(TASK TO CARRY OUT): Line by line, give the data again exactly as it appears.

(RECORDED INFORMATION):
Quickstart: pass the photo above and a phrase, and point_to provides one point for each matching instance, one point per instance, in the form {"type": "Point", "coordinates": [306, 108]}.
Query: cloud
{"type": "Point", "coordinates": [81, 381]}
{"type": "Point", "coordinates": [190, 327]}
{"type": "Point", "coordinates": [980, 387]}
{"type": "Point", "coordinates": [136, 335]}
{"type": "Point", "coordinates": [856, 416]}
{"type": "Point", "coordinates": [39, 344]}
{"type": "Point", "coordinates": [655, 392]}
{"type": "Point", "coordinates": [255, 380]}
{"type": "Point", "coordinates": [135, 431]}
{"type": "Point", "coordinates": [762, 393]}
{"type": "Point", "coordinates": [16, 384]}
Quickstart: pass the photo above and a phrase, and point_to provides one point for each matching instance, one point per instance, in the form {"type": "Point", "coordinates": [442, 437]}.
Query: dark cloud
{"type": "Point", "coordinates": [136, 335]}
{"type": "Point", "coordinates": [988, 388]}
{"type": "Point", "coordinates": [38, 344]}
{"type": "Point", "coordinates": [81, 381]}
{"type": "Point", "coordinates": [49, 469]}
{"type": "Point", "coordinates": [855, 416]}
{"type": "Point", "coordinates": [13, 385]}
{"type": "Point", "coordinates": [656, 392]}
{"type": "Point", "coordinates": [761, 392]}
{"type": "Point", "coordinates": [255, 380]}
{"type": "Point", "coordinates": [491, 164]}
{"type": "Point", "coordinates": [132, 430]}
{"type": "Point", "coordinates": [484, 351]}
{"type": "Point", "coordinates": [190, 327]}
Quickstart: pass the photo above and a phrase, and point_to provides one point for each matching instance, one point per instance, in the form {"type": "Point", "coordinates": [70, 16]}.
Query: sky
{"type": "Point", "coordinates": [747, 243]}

(WRITTEN RESPONSE):
Quickstart: pass the photo above and a phrase, and point_to provides one point for each matching instance, one point per instance, in the form {"type": "Point", "coordinates": [306, 108]}.
Query: cloud
{"type": "Point", "coordinates": [81, 381]}
{"type": "Point", "coordinates": [190, 327]}
{"type": "Point", "coordinates": [980, 387]}
{"type": "Point", "coordinates": [136, 335]}
{"type": "Point", "coordinates": [856, 416]}
{"type": "Point", "coordinates": [39, 344]}
{"type": "Point", "coordinates": [655, 392]}
{"type": "Point", "coordinates": [255, 380]}
{"type": "Point", "coordinates": [135, 431]}
{"type": "Point", "coordinates": [762, 393]}
{"type": "Point", "coordinates": [16, 384]}
Quickstart: pass the photo above and a phrase, and point_to provides one point for each matching instance, one point per instance, in the form {"type": "Point", "coordinates": [442, 437]}.
Query: dark cloud
{"type": "Point", "coordinates": [136, 335]}
{"type": "Point", "coordinates": [988, 388]}
{"type": "Point", "coordinates": [38, 344]}
{"type": "Point", "coordinates": [81, 381]}
{"type": "Point", "coordinates": [49, 469]}
{"type": "Point", "coordinates": [855, 416]}
{"type": "Point", "coordinates": [13, 385]}
{"type": "Point", "coordinates": [656, 392]}
{"type": "Point", "coordinates": [761, 392]}
{"type": "Point", "coordinates": [255, 380]}
{"type": "Point", "coordinates": [491, 164]}
{"type": "Point", "coordinates": [132, 430]}
{"type": "Point", "coordinates": [484, 351]}
{"type": "Point", "coordinates": [190, 327]}
Quickstart: pass the photo above and a phrase, and point_to provides one point for each matching instance, one point per instance, in the form {"type": "Point", "coordinates": [70, 16]}.
Query: sky
{"type": "Point", "coordinates": [747, 243]}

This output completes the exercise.